→ **WRITTEN REQUEST 1**: In the article on possible U.S. sanctions against China, reproduce the passage from "Sam Brownback, the" to "of state-sponsored discrimination.".
→ **WRITTEN REQUEST 2**:
Answer these questions using the article on possible U.S. sanctions against China:
(a) Who appointed Sam Brownback to oversee global religious freedom, and in what month?
(b) In which report did the State Department previously target China's alleged repression of Uighurs?
(c) Which newspaper reported on Brownback's private conversations with Republican lawmakers?

→ **TEXT SHOWN**:
Does China Have a Problem with Muslims? U.S. Considers Taking Action and ISIS Stays Quiet

The U.S. ambassador for religious freedom has reportedly pushed for sanctions against China over accusations that the country has repressed a mostly Muslim ethnic minority.

Sam Brownback, the former Kansas governor who was appointed to oversee global religious freedom by President Donald Trump in February, has held private conversations with Republican lawmakers aimed at instituting U.S. sanctions against China over strict policies toward Uighur Muslims, a majority-Muslim community concentrated in the northwest Xinjiang Uighur Autonomous Region, The Washington Post reported Thursday.

The State Department previously targeted China's alleged "repression of the freedoms of speech, religion, movement, association, and assembly" of Uighurs in April's annual Human Rights Report. Brownback's reported initiative, however, would be the first of its kind aimed at China, which routinely denies any form of state-sponsored discrimination.

→ **DATASET CONTENT**:

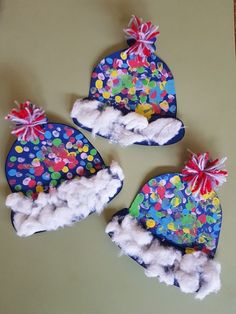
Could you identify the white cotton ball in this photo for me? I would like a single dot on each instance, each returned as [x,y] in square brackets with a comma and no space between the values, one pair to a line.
---
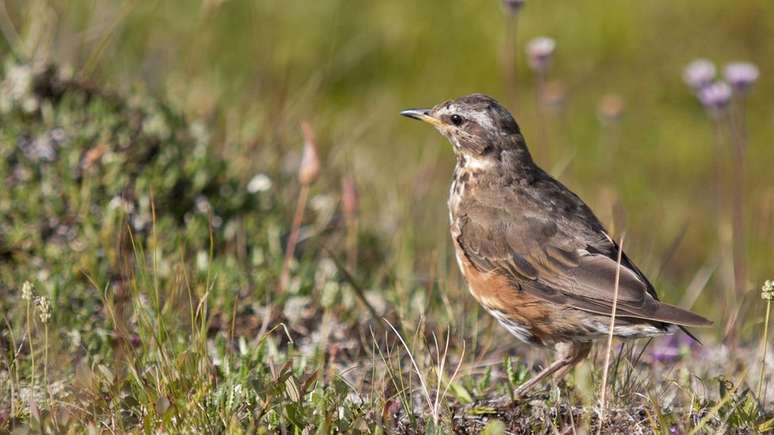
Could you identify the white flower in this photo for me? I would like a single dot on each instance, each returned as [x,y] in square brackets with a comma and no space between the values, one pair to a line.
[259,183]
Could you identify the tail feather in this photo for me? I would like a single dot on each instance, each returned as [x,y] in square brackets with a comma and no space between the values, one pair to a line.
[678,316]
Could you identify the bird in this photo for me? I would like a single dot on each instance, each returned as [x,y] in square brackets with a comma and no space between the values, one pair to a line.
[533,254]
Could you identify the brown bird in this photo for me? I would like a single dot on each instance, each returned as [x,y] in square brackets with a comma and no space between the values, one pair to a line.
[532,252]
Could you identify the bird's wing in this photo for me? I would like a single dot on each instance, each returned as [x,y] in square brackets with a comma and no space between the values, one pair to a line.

→ **CORRECT RESPONSE 1**:
Sam Brownback, the former Kansas governor who was appointed to oversee global religious freedom by President Donald Trump in February, has held private conversations with Republican lawmakers aimed at instituting U.S. sanctions against China over strict policies toward Uighur Muslims, a majority-Muslim community concentrated in the northwest Xinjiang Uighur Autonomous Region, The Washington Post reported Thursday.

The State Department previously targeted China's alleged "repression of the freedoms of speech, religion, movement, association, and assembly" of Uighurs in April's annual Human Rights Report. Brownback's reported initiative, however, would be the first of its kind aimed at China, which routinely denies any form of state-sponsored discrimination.

→ **CORRECT RESPONSE 2**:
(a) President Donald Trump, in February
(b) April's annual Human Rights Report
(c) The Washington Post